Transcribe all of the records precisely as they are presented.

## Begin Records provided

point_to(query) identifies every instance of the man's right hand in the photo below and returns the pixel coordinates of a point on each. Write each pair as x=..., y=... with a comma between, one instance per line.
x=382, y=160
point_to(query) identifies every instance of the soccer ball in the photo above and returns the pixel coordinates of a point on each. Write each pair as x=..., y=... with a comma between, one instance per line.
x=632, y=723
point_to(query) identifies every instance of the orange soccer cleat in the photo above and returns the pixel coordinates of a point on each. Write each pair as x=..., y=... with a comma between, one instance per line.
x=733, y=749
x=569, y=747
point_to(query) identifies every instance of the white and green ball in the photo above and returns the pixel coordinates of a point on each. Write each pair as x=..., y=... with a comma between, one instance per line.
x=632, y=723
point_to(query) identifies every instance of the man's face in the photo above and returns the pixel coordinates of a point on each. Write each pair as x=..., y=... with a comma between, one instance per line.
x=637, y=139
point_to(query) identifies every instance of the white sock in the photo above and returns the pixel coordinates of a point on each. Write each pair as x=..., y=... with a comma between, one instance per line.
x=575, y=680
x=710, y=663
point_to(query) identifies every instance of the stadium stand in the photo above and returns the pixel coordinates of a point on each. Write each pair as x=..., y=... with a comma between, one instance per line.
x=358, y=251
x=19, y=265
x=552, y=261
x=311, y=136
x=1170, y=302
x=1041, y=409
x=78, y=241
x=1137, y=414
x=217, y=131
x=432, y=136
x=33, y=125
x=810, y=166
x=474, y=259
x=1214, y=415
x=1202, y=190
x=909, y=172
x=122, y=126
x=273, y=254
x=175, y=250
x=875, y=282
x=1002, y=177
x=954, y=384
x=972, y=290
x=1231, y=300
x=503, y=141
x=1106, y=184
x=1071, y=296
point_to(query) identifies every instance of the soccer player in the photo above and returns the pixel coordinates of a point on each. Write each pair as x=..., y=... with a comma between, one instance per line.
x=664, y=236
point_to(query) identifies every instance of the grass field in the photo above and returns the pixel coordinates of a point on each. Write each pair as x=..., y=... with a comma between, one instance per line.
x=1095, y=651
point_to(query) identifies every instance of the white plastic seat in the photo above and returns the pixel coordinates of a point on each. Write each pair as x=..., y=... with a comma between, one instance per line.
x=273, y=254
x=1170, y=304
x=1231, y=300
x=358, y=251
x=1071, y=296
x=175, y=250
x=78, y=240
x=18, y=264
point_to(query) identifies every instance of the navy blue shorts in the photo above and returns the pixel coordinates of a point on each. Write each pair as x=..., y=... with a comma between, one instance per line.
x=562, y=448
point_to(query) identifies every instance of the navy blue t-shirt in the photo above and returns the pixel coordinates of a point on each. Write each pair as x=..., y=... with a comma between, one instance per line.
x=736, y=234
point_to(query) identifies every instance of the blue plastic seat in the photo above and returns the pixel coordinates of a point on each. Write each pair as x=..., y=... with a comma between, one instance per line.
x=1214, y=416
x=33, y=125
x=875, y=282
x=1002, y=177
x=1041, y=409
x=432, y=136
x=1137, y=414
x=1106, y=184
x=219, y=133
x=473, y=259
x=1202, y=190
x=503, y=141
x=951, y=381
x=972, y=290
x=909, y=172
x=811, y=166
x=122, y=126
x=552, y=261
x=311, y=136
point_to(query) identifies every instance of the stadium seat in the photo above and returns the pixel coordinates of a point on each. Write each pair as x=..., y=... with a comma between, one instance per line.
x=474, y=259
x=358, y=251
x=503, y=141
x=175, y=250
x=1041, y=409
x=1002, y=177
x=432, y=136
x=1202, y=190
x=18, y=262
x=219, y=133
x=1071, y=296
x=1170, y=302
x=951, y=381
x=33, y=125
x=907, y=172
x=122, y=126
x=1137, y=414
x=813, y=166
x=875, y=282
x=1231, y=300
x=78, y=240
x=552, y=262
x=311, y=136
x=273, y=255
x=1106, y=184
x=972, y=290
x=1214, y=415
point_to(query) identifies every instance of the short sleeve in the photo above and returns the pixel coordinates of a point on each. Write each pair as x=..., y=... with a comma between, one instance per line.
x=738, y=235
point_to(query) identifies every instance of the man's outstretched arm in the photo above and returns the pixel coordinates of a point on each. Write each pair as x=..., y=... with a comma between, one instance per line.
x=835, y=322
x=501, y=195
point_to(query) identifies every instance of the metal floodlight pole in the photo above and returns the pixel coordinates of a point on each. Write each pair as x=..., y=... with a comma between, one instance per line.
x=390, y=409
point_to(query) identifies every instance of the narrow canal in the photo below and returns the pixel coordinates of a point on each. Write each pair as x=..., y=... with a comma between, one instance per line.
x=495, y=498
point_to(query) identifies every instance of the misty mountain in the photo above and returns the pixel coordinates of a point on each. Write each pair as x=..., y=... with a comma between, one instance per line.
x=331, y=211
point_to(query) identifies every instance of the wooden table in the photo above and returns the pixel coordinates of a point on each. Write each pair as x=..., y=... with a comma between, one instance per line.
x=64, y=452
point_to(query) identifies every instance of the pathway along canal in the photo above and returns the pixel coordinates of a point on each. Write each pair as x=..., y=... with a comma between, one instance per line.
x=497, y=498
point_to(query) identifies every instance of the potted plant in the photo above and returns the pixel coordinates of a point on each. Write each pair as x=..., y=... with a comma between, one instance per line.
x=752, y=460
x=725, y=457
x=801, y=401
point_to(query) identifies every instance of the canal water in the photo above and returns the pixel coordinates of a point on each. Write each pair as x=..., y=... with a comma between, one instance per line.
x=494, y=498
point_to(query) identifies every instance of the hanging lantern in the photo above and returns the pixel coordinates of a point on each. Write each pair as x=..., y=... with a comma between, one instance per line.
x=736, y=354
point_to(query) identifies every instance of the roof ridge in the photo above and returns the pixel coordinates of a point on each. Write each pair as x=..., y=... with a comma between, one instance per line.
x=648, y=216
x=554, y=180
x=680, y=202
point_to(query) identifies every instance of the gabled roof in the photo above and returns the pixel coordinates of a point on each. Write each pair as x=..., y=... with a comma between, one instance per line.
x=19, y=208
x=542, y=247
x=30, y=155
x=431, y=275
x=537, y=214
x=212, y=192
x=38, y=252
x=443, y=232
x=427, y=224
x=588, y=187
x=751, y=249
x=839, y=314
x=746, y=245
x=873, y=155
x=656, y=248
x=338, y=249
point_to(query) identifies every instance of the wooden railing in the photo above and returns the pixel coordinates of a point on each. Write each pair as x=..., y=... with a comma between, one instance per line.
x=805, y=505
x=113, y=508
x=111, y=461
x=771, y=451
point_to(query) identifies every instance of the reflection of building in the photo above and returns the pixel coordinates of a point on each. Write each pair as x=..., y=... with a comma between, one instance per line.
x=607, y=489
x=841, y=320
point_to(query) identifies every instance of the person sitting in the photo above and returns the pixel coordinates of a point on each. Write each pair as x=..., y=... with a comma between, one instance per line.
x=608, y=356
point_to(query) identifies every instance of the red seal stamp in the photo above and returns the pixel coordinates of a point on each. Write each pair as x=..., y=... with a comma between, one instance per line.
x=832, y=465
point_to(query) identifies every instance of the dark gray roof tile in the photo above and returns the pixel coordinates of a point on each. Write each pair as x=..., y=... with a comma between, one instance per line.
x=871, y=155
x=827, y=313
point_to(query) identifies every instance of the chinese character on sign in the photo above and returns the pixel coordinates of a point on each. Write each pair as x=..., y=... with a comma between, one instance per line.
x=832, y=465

## End Records provided

Solution to the problem:
point_to(query) identifies every instance of the man's right hand in the photo below and returns the pixel coordinates of a point on each. Write each pair as x=..., y=... with a comma between, one instance per line.
x=382, y=160
point_to(query) identifies every instance of the soccer ball in the photo above and returns the pixel coordinates of a point on each. Write each pair as x=..., y=... with a comma between, one instance per line.
x=632, y=723
point_to(query) identifies every instance of the orange soccer cleat in the photo above and returns the pixel coordinates of a point on each. Write each pair as x=..., y=... with a comma between, one instance per line.
x=733, y=749
x=569, y=747
point_to(query) identifies every instance of the white and green ball in the photo above and returns the pixel coordinates of a point on each. Write each pair as x=..., y=... with a comma between, one instance per line.
x=632, y=723
point_to(query) identifies every instance of the man's face in the photo above and returns the pixel coordinates of a point on each. Write each pair as x=..., y=... with a comma between, one instance per line.
x=637, y=139
point_to(query) identifies every instance of the white sock in the photo above and returns the pixel coordinates of a point on each. Write each pair as x=..., y=... with a comma between, one instance per line.
x=575, y=680
x=710, y=663
point_to(query) identifies every instance of the stadium stand in the photo above and returns the pixel coordinates of a point on each. Write each pair as x=..., y=... with a comma between, one instance per line.
x=358, y=251
x=19, y=265
x=552, y=261
x=311, y=136
x=1170, y=302
x=1041, y=409
x=78, y=241
x=1137, y=414
x=217, y=131
x=432, y=136
x=33, y=125
x=810, y=166
x=474, y=259
x=1214, y=415
x=1202, y=190
x=909, y=172
x=122, y=126
x=273, y=254
x=175, y=250
x=875, y=282
x=1002, y=177
x=954, y=384
x=972, y=290
x=1231, y=300
x=503, y=141
x=1106, y=184
x=1071, y=296
point_to(query) identifies every instance of the soccer player in the photo above and returns the pixel coordinates of a point on each. Write each pair as x=..., y=... with a comma between, one instance per line.
x=664, y=236
point_to(query) identifies every instance of the grass field in the photo above and returns the pixel coordinates of a point on each. Write each pair as x=..., y=... with a comma between, one instance per line.
x=1095, y=651
point_to(query) identifies every instance of the white plastic seat in the photo above and returns the pixel coordinates of a point on each. Write each pair as x=..., y=... with a comma between, one instance per line.
x=273, y=254
x=1170, y=304
x=1231, y=300
x=358, y=251
x=1071, y=296
x=175, y=250
x=78, y=240
x=18, y=264
point_to(query) identifies every instance of the navy blue shorts in the photo above and returns the pixel coordinates of a point on each. Write each pair as x=..., y=... with a comma between, one instance per line.
x=562, y=448
point_to(query) identifies every instance of the navy blue t-shirt in the photo above and returns the pixel coordinates of a point on each. Write each pair as x=..., y=... with a comma between, one instance per line.
x=736, y=234
point_to(query) identifies every instance of the blue plastic seat in the photo above and returns the pixel coordinates of a point on each. Write each pair as x=..., y=... with a comma between, one instance per line.
x=1214, y=416
x=33, y=125
x=875, y=282
x=1002, y=177
x=1041, y=409
x=432, y=136
x=1137, y=414
x=1106, y=184
x=219, y=133
x=473, y=259
x=1202, y=190
x=503, y=141
x=951, y=381
x=972, y=290
x=909, y=172
x=811, y=166
x=122, y=126
x=552, y=261
x=311, y=136
point_to(query) identifies every instance of the stadium seat in the photo above and returns the pixel coordinates of a point on each. Write each pair as x=..., y=... with a comma between, one instance per line.
x=474, y=259
x=358, y=251
x=503, y=141
x=175, y=250
x=1041, y=409
x=1002, y=177
x=432, y=136
x=1202, y=190
x=18, y=262
x=219, y=133
x=1071, y=296
x=1170, y=302
x=951, y=381
x=33, y=125
x=907, y=172
x=122, y=126
x=1137, y=414
x=813, y=166
x=875, y=282
x=1231, y=300
x=78, y=240
x=552, y=262
x=311, y=136
x=273, y=255
x=1106, y=184
x=972, y=290
x=1214, y=415
point_to(query) identifies every instance of the short sleeve in the photo above and returns the pixel coordinates of a point on each. Write each pair as x=..., y=... with a comma between, one instance per line.
x=738, y=235
point_to(query) identifies every instance of the man's outstretched arm in the photo above and returns the pixel coordinates of a point on each. Write each pair as x=..., y=... with a comma between, one instance per line.
x=835, y=322
x=501, y=195
point_to(query) identifies every instance of the metal floodlight pole in the photo above and returns the pixel coordinates of a point on each. Write each pair as x=..., y=... with a comma between, one instance per line.
x=390, y=409
point_to(query) identifies every instance of the narrow canal in the photo below and returns the pixel coordinates of a point on each. Write each pair as x=..., y=... with a comma between, one instance per line.
x=495, y=498
point_to(query) identifies every instance of the misty mountain in the photo above and returns the pixel coordinates of a point on each. Write each pair as x=..., y=... with a comma between, one instance per line.
x=331, y=211
point_to(query) identifies every instance of the wooden table in the photo above and returns the pixel coordinates of a point on each. Write each pair as x=..., y=... with a comma between, one instance per line.
x=64, y=452
point_to(query) identifies every instance of the pathway along canal in the photo above and returns the pixel coordinates of a point on each. Write each pair as x=..., y=... with a comma between, one instance per line.
x=497, y=498
point_to(query) identifies every instance of the potted plant in the photo above and returns the pixel coordinates of a point on each. Write each pair as x=..., y=... with a comma between, one instance per line.
x=752, y=460
x=725, y=457
x=801, y=401
point_to(query) identifies every instance of the canal water in the photo above and returns the pixel coordinates of a point on each. Write each pair as x=..., y=... with a comma between, one instance per line.
x=494, y=498
point_to(query) identifies every instance of the hanging lantern in the photo above and returns the pixel coordinates of a point on each. Write each pair as x=..., y=... with a comma between, one instance per line.
x=736, y=354
point_to(query) identifies every instance of the roof ridge in the photo above and returns the pixel coordinates of a point on each. Write each pair as x=..., y=... with a comma between, one instance per line.
x=648, y=216
x=554, y=180
x=680, y=202
point_to(query) identifies every instance of the gabled roof in the photo above and returns the pixel coordinates of a point on each. Write each pair as x=..., y=... with a comma between, one instance per line.
x=19, y=208
x=542, y=247
x=30, y=155
x=431, y=275
x=537, y=214
x=212, y=192
x=38, y=252
x=443, y=232
x=427, y=224
x=588, y=187
x=751, y=249
x=839, y=314
x=746, y=245
x=873, y=155
x=656, y=248
x=338, y=249
point_to(query) identifies every instance of the wooden railing in the photo above and returns the pixel coordinates of a point on each. Write each pair as x=..., y=... with a comma between, one instance per line.
x=805, y=505
x=113, y=508
x=111, y=461
x=771, y=451
point_to(query) identifies every instance of the reflection of building in the photo above and returns the pixel coordinates of a point on each. Write each pair as x=..., y=... with a comma between, one instance per line.
x=607, y=489
x=841, y=320
point_to(query) identifies every instance of the person sitting in the photo above and returns the pixel coordinates of a point on each. Write each pair as x=..., y=... with a comma between, one instance per line.
x=608, y=356
point_to(query) identifies every instance of the red seal stamp in the photo above and returns the pixel coordinates of a point on each. Write each pair as x=..., y=... with a comma between, one instance per line.
x=832, y=465
point_to(query) identifies every instance of the dark gray roof tile in the photo above and returns the pixel coordinates of a point on each. Write each pair as x=..., y=... with a comma between, one instance per line.
x=871, y=155
x=827, y=313
point_to(query) identifies every instance of the chinese character on sign in the photo above and returns the pixel coordinates of a point on each. Write each pair as x=..., y=... with a comma between, one instance per line.
x=832, y=465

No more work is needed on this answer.